Ninguém
precisa ficar surpreso com a insistência exibida por Michel Temer para dizer
que não é candidato à eleição presidencial de 2018. Não é esperteza nem
fingimento. É uma questão de sobrevivência.
No Brasil
de hoje, a única certeza duradoura é a desvalorização do voto popular.
Tornou-se uma mercadoria de alto risco.
Querer
ocupar o poder através das urnas, método banal de toda democracia digna deste
nome, tornou-se sinônimo de oportunismo e irresponsabilidade. Sinaliza falta de
compromisso real com as reformas estruturais que foram cozinhadas pelo
empresariado que bancou Eduardo Cunha e seus aliados na campanha de 2014 e
anunciadas por Temer quando tomou posse de sua interinidade e agora são apontadas
como caminho indispensável para a redenção do país.
Pela
mesma razão, Henrique Meirelles tem sido aconselhado a anunciar publicamente
que não pretende candidatar-se ao Planalto em 2018. Isso porque o simples
desejo de conquistar a simpatia da maioria do eleitorado é uma vontade
suspeita, um risco inaceitável de contaminação por males indesejáveis.
É um
processo que carrega mercadorias vistas necessariamente como maléficas,
inevitavelmente prejudiciais ao país -- como demagogia, populismo e outras
doenças contagiosas e incuráveis.
Fala-se
disso como se fosse uma verdade científica que explica as coisas do mundo e da
política.
Esse
comportamento está no inicio e no final do golpe de abril-maio, que revelou a
imensa fragilidade de nossas lideranças democráticas para resistir a uma
investida descarada contra o Estado Democrático de
Direito.
A postura
de quem rejeita o voto popular é uma confissão silenciosa, também. Revela o
temor que esse instrumento de resistência da maioria da população desperta no
bloco de empresários e políticos alinhados com um projeto de regressão
histórica sabidamente incapaz de contar com apoio popular para alcançar as
metas propostas.
Num
resumo realista, que só parece chocante: o país está diante de um ajuste
extremo e radical, um Pinochet sem ditadura, incompatível com eleições e
democracia, pois atinge interesses imensos, representativos.
As
dezenas de milhões de vítimas do golpe -- assalariados, aposentados,
afrodescendentes, mulheres, usuários de serviços público, famílias carentes
-- precisam ser destituídas de todos os meios de defesa, a começar daquele que
tem uma influência direta sobre o universo político -- o voto.

****

▶ [TAREFAS DO EXERCÍCIO]:
A. No texto sobre o voto popular, quem tem sido aconselhado a anunciar publicamente que não pretende se candidatar ao Planalto em 2018?
B. Prolongue o texto sobre o voto popular, começando logo após a última frase apresentada.
Os registros a seguir são um material independente do texto sobre o voto popular.

****

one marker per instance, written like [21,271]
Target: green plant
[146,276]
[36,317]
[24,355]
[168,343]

****

▶ [RESPOSTAS DAS TAREFAS]:
A. Henrique Meirelles.

B.
Podem até
resistir nas ruas e de vez em quando fazer passeatas, atos públicos e até
greves, como fazem gregos, espanhóis, franceses. Mas devem ser mantidos numa
posição de impotência absoluta pois toda oposição com força real é vista como
obstáculo às mudanças. Por essa razão, é preciso inutilizar as lideranças que
carregam, em si mesmas, grande possibilidade de contestação política. Isso
explica a perseguição a Lula e tudo o que simboliza. Tornou-se perigoso porque
tem muito voto.
Além dos
adversários óbvios, a originalidade dessa situação é que ela também inclui os
políticos que passaram a ocupar o aparelho de Estado após o afastamento de
Dilma. Estes não têm força própria. Só estarão autorizados a permanecer em seus
cargos enquanto se mostrarem fiéis ao projeto anti-Brasil em curso. Não podem
sequer cogitar medidas fora de tom. Qualquer iniciativa que possa ser aplaudida
pela população é suspeita e vista como ameaça.
Na
dúvida, consulte-se o TSE, que a todo momento pode mandar a equipe interina
para o chuveiro. Não por acaso, todos os seus atos são monitorados com
severidade.
Este é o
país de hoje. O Estado encontra-se submetido aos verdadeiros patrões do golpe.
O governo é ocupado por meninos que precisam se comportar direito, caso
contrário perdem os cargos e serão expulsos de cena.
Numa
nação que assistiu a destituição de uma presidente eleita por mais de 54
milhões de brasileiros, a janela democrática se fecha em dezembro. Até lá, caso
Michel Temer venha a ser afastado, também, a lei prevê a escolha do novo
presidente pelo voto em urna.
Depois
disso, a escolha caberá ao Congresso, transformado em colégio eleitoral, com
poderes semelhantes aqueles que possuía nos tempos da ditadura.
Como se
vê, a desvalorização do voto é uma postura teórica com imensas consequências
práticas. Tudo será feito para que o povo não possa votar. Esta é a mensagem.